Activity: Give back each entry unchanged, minus pictures.

------------------------

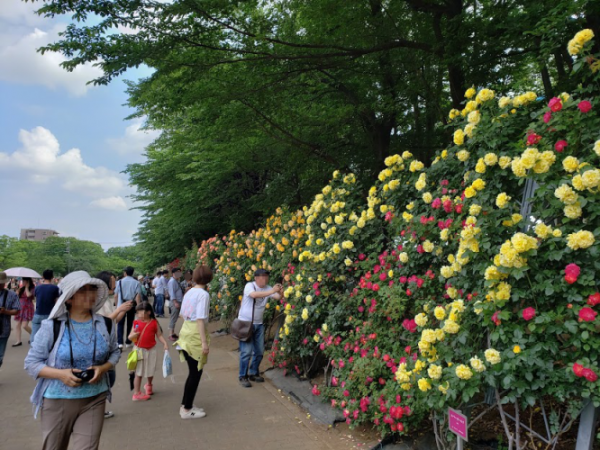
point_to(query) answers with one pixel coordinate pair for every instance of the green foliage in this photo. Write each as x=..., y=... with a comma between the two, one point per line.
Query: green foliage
x=64, y=255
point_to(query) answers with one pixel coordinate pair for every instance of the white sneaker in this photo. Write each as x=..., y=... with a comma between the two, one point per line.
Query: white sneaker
x=193, y=413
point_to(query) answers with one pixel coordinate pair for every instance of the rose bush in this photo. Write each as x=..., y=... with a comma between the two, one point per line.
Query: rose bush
x=475, y=275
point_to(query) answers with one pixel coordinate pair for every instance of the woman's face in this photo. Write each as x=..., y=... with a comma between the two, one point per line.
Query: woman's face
x=85, y=297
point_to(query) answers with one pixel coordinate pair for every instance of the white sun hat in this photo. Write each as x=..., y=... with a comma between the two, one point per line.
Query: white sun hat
x=71, y=284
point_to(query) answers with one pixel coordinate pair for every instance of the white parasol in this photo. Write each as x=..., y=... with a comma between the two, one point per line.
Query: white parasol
x=22, y=272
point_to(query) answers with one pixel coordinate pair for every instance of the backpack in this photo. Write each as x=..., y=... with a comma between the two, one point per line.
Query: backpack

------------------------

Response:
point_to(query) answers with one pixel coordinate pair for every instance of the green foliage in this photo. Write each as x=..., y=... with a comma between the two, one point per line.
Query: green foliage
x=64, y=255
point_to(query) answers with one pixel coordinate pair for every instance of the white sneaker in this photo. Write each as x=..., y=... with a comma between the two, one point per line.
Query: white sneaker
x=193, y=413
point_to(query) answers with one pixel coordinate pair for every instance of the rose bush in this photo. Write each as x=..., y=... with a comma between the two, one point per line.
Query: rose bush
x=475, y=275
point_to(query) answers with one pixel coordinate pair for every instance of the woman's face in this photo. Write each as x=..., y=... with a comma between the two, one point per line.
Query: woman's face
x=85, y=297
point_to(query) answers with one pixel coordinate pair for every instance of the white sun hat in this photo. Write each as x=..., y=... with a comma between the two, one point per line.
Query: white sun hat
x=71, y=284
point_to(query) answers with one pixel coordinate pair for every instance of the white parasol in this photo. Write each as x=..., y=... with a comma between the two, one point per line.
Query: white parasol
x=22, y=272
point_to(query) answers with one pixel coordinate pair for every instance of the backpack in this photo. Write each as x=..., y=... with a comma between the two, one point per line.
Query: backpack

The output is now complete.